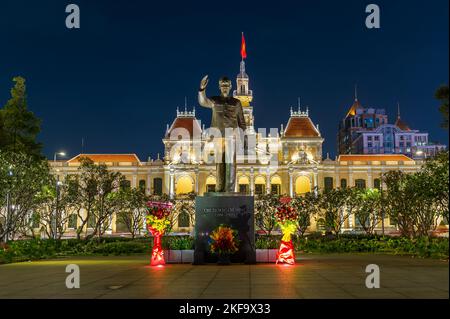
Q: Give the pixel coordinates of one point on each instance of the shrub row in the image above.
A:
(421, 247)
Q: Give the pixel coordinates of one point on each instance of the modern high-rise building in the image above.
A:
(367, 131)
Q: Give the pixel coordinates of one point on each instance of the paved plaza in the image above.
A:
(314, 276)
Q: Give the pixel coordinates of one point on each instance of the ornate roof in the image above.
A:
(104, 158)
(352, 111)
(300, 125)
(402, 125)
(373, 158)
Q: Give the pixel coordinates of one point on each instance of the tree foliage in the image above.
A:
(19, 127)
(23, 179)
(442, 95)
(265, 208)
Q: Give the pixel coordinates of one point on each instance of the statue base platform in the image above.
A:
(232, 209)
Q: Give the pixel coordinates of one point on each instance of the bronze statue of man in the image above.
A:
(226, 113)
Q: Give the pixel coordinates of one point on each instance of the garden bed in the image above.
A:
(179, 249)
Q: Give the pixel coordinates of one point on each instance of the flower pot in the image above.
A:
(272, 255)
(224, 259)
(187, 256)
(174, 256)
(262, 255)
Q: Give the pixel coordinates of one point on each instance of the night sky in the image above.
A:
(118, 80)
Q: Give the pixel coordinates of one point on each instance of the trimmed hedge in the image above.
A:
(34, 249)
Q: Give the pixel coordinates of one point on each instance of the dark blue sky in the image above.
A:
(118, 80)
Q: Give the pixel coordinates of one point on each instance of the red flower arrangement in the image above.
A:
(157, 224)
(225, 241)
(287, 218)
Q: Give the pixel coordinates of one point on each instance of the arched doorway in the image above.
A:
(244, 184)
(184, 185)
(210, 184)
(275, 185)
(302, 185)
(260, 185)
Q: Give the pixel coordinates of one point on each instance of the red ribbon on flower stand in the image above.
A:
(157, 251)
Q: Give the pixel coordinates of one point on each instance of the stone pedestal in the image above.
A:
(232, 209)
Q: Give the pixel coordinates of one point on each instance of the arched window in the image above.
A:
(377, 183)
(183, 219)
(260, 185)
(91, 221)
(125, 184)
(184, 185)
(72, 223)
(142, 185)
(360, 183)
(210, 184)
(302, 185)
(243, 185)
(275, 185)
(328, 182)
(157, 186)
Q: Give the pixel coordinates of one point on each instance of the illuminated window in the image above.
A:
(328, 181)
(157, 186)
(72, 223)
(183, 219)
(360, 183)
(125, 184)
(142, 185)
(377, 183)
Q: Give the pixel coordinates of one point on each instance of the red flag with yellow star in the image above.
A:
(243, 48)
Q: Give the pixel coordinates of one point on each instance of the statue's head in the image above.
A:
(225, 86)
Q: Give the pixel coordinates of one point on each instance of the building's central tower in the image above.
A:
(243, 93)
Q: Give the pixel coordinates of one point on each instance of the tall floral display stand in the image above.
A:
(287, 218)
(157, 224)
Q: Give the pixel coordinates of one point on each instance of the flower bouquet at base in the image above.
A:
(286, 217)
(157, 224)
(224, 243)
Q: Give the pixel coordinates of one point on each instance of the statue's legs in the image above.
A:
(230, 164)
(220, 168)
(220, 177)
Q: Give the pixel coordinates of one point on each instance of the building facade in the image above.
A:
(286, 161)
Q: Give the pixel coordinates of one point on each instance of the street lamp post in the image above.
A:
(8, 207)
(58, 183)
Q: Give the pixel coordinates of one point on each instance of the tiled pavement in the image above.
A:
(314, 276)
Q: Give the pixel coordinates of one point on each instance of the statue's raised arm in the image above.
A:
(203, 100)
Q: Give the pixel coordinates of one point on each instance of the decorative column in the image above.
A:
(350, 177)
(196, 180)
(316, 184)
(172, 183)
(369, 178)
(148, 189)
(252, 181)
(337, 178)
(291, 185)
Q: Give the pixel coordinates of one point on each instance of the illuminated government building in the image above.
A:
(297, 146)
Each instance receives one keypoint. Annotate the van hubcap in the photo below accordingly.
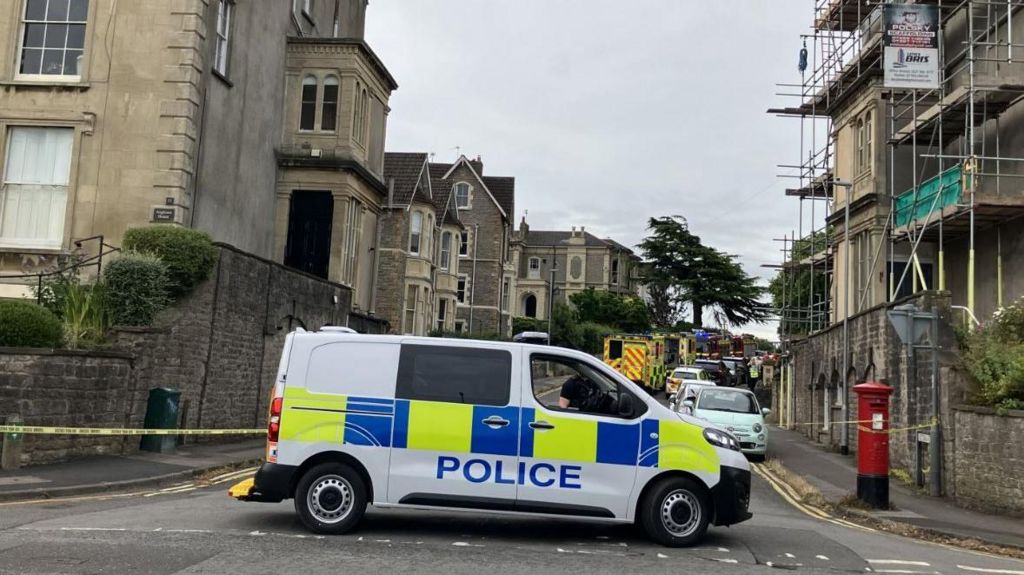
(681, 513)
(330, 498)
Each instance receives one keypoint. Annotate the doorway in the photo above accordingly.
(308, 247)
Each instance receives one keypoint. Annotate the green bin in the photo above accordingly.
(161, 413)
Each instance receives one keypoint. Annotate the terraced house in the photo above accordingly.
(262, 123)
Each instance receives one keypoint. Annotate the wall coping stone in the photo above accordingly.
(67, 352)
(989, 410)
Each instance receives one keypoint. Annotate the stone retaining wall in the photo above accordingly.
(988, 459)
(65, 388)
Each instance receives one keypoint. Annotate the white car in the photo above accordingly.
(737, 411)
(685, 374)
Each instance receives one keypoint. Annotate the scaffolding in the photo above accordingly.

········

**Activity:** When a line in the material above contains the word "illuminated", copy that line out.

**Result of the task:**
Q: Give the pixel coordinates of one point on each instance of the illuminated window in the image above.
Q: Give the pixel coordinates of one point on each instance of the illuminated government building in the image above.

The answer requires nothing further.